What to work on =>
Copy all of the data below word for word, leaving the pictures out of your answer.

##### Entries shown

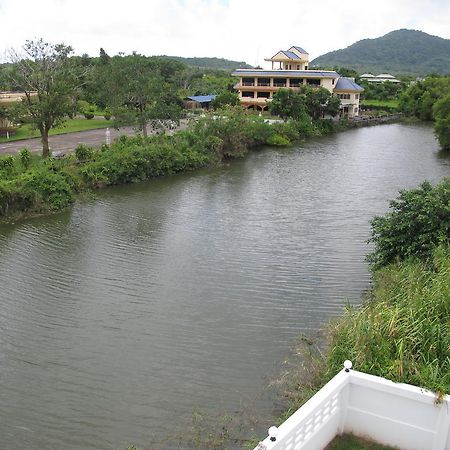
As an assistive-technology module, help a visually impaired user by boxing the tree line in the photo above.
[400,75,450,150]
[0,39,237,156]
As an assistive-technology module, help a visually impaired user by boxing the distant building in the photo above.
[359,73,401,83]
[184,95,216,109]
[232,46,364,117]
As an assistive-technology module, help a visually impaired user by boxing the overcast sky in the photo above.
[0,0,450,65]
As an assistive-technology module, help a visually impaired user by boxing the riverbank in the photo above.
[0,108,372,219]
[0,120,449,450]
[266,178,450,446]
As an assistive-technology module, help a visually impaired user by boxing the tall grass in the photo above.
[327,246,450,394]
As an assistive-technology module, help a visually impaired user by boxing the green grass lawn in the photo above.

##########

Output of the task =>
As an assistive-technology module, help a visually impaired user by boxing the tree line in the photo above.
[400,75,450,150]
[0,39,237,156]
As an assistive-technology module, help a visually impaired user by boxing the distant building in the photo above.
[359,73,401,83]
[184,95,216,109]
[232,46,364,117]
As an assistive-technology module, help a visually impaired user by boxing the overcast sky in the photo above.
[0,0,450,65]
As an assistive-technology module, help a visually impaired user by boxing the riverbank in the photo above.
[0,108,372,219]
[0,120,449,450]
[266,178,450,446]
As an assistive-technology module, help a visually impaired user by boxing the tall grass in the photo above.
[327,246,450,394]
As an assistive-technology module, help a visually impaired user by boxing the green grass lawn in the photo above.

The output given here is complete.